+++ Document segment +++

Cecil organised the Lindo brothers in 1891, starting with the purchase of a commissary at Matina from Minor Cooper Keith.

The brothers soon expanded, opening a store in Limón and planting bananas. In 1899, they opened a bank in Limon.

He was Vice Consul of the United Kingdom in Limón from 1896 to 1901.

In 1907, the brothers entered the coffee business, starting with the purchase of Juan Viñas, a vast sugar and coffee farm from Federico Tinoco Granados. They continued purchasing properties and soon became largest coffee and sugar producers in the country. In 1908, the brothers founded the Florida Ice and Farm Company.

By 1911, the Lindo properties were producing half of Costa Rica's bananas, and Joseph DiGiorgio, on behalf of the Atlantic Fruit Company, approached Lindo Bros with idea of purchasing all of their banana plantations, although the entire production was contracted to United Fruit Company until July, 1914.

On October 27, 1911, Cecil gave the Atlantic Fruit Company an option to purchase their banana plantations for $3,500,000 before August, 1912. Cecil was to be the General Manager of the Atlantic Fruit Company in Costa Rica.

The company could not or would not execute the option, and in 1912, the Lindo's was sold the properties to United Fruit Company that year for $5,000,000.

+++ Material provided +++

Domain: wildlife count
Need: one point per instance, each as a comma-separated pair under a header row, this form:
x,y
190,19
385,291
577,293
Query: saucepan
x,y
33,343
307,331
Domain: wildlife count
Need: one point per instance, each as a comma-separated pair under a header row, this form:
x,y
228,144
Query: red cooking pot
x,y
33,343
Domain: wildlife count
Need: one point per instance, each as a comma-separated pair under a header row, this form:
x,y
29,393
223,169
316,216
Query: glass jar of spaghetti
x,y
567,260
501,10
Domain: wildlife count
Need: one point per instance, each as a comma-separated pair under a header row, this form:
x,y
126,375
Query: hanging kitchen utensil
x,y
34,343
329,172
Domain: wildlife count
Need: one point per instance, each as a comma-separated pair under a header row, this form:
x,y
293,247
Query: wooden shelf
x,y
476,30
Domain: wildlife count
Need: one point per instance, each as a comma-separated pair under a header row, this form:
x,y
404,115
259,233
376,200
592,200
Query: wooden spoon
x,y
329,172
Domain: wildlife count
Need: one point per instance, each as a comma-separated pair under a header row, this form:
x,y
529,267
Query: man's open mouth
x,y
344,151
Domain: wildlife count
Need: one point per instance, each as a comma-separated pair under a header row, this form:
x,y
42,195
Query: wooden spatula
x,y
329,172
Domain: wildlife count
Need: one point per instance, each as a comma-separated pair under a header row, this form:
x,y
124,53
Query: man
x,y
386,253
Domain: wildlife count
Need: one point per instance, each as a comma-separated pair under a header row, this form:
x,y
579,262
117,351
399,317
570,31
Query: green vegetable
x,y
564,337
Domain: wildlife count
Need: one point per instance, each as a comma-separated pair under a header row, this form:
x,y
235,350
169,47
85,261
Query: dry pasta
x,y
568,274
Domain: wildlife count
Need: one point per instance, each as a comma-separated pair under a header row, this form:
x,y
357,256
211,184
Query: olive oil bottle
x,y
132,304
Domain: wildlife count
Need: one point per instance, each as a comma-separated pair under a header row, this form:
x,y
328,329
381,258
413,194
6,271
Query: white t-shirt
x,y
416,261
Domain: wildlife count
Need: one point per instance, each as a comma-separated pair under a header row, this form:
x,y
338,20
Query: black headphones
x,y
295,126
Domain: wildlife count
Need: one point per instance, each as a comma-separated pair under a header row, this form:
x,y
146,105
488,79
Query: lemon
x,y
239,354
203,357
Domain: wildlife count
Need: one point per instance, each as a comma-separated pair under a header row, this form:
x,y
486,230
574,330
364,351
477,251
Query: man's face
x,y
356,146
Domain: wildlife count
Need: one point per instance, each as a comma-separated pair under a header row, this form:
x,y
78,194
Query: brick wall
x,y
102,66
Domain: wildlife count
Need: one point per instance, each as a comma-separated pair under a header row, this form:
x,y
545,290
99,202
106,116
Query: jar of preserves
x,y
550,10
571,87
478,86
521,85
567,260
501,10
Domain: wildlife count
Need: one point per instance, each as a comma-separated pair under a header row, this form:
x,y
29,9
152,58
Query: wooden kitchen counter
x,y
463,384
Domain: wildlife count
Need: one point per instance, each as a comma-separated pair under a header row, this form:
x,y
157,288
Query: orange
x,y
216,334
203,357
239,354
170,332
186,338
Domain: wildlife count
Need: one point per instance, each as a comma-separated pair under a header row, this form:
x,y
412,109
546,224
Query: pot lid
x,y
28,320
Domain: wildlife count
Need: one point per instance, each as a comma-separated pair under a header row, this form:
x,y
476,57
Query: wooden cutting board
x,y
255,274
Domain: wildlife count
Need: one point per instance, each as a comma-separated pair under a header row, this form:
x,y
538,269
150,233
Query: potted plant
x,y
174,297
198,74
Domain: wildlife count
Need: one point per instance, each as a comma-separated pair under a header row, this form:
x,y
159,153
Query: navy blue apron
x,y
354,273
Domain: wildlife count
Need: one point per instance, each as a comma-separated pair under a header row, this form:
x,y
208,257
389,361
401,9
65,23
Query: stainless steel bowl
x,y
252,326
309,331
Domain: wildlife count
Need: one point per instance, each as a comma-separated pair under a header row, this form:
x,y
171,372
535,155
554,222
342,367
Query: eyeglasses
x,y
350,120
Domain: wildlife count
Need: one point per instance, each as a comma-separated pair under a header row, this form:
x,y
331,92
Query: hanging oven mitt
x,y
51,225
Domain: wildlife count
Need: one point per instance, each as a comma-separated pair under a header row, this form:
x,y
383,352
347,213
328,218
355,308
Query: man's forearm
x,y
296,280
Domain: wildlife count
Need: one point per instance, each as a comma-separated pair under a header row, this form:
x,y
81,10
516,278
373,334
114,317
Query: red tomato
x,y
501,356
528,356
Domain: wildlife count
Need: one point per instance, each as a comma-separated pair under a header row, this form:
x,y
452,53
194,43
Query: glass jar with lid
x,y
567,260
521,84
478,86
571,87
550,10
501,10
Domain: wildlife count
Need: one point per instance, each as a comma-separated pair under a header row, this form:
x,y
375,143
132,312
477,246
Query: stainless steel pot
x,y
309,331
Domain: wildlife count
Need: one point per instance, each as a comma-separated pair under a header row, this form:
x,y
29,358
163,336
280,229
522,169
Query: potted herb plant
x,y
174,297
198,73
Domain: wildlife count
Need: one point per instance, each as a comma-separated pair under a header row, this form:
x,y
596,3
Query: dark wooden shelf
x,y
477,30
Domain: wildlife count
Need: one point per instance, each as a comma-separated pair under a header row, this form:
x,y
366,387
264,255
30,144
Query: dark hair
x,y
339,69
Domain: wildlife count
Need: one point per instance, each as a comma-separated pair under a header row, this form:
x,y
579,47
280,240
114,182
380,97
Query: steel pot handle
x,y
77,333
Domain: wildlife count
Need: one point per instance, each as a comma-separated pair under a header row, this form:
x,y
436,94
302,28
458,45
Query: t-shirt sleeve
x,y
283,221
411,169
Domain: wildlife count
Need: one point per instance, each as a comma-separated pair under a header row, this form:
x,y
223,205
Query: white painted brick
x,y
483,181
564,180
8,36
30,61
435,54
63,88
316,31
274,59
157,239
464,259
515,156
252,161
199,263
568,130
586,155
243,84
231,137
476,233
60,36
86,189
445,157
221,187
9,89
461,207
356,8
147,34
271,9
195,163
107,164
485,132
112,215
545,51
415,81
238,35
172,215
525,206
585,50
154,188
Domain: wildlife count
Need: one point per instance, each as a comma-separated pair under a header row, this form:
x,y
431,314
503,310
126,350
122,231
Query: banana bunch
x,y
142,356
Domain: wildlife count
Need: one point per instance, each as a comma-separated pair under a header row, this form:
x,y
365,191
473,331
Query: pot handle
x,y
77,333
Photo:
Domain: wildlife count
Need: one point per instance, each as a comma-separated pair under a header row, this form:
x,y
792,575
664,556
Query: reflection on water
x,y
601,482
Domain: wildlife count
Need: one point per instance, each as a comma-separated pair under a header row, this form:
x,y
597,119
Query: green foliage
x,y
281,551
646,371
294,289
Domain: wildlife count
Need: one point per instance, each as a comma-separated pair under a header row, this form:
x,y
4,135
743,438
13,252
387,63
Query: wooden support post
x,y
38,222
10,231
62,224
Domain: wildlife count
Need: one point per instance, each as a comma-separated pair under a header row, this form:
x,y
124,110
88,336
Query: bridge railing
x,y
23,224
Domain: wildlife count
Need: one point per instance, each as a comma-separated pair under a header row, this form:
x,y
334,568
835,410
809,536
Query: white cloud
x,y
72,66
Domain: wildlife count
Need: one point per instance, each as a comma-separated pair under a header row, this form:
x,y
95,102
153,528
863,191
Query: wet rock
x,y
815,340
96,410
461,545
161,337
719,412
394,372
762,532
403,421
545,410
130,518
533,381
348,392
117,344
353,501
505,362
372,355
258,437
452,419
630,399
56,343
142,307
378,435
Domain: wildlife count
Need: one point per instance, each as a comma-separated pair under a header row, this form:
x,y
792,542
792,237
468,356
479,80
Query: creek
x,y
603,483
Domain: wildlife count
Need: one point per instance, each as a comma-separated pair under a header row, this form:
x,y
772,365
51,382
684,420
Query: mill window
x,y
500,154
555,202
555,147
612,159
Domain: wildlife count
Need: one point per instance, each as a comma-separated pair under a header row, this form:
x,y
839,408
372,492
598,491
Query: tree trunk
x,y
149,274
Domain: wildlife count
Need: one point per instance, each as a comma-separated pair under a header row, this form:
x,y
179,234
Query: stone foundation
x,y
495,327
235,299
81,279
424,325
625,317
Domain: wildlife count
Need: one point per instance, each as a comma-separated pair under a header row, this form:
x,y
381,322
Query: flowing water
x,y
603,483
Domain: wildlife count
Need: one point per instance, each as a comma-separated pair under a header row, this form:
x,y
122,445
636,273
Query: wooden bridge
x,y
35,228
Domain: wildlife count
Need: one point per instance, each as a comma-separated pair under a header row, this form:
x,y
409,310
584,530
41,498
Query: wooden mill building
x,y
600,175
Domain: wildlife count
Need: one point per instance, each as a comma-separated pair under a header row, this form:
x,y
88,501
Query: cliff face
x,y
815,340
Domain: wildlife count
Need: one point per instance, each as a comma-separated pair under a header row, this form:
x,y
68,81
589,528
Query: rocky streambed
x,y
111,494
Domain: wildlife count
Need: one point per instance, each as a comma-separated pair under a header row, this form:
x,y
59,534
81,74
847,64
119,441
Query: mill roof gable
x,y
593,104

+++

Write the next part of the account of the Lindo brothers' businesses in Costa Rica, picking up after its last sentence.

#### [Result of the task]
By 1913, the Lindo brothers were owners of vast sugar, coffee and cocoa estates, lumber and flour mills, breweries, ice-making and aerated factories. They operated 7,000 acres of Coffee plantations, which were producing and exporting three millions pounds of coffee each year, with an approximate value of half a million dollars.

=== Jamaica ===
In 1914, Lindo Bros & Co. Ltd. was formed and began to purchase large agricultural properties in Jamaica.

In 1916 Lindo Bros & Co. bought Appleton Estate and J. Wray and Nephew Ltd. in 1917.

In 1925 the Lindo Bros, in partnership with Allan Keeling, invested £1,000,000 in the establishment of the Bernard Lodge Central Sugar Factory.

In 1928, the Lindo Bros sold 56,600 acres of land St. Catherine & Clarendon to the United Fruit Company for £2,000,000, which at the time, was the largest transaction in the history of the island. That year Cecil purchased Devon House from Reginald Melhado.

In Who's Who in 1938 we are told his philanthropies were in the region of £60,000 annually in Jamaica alone.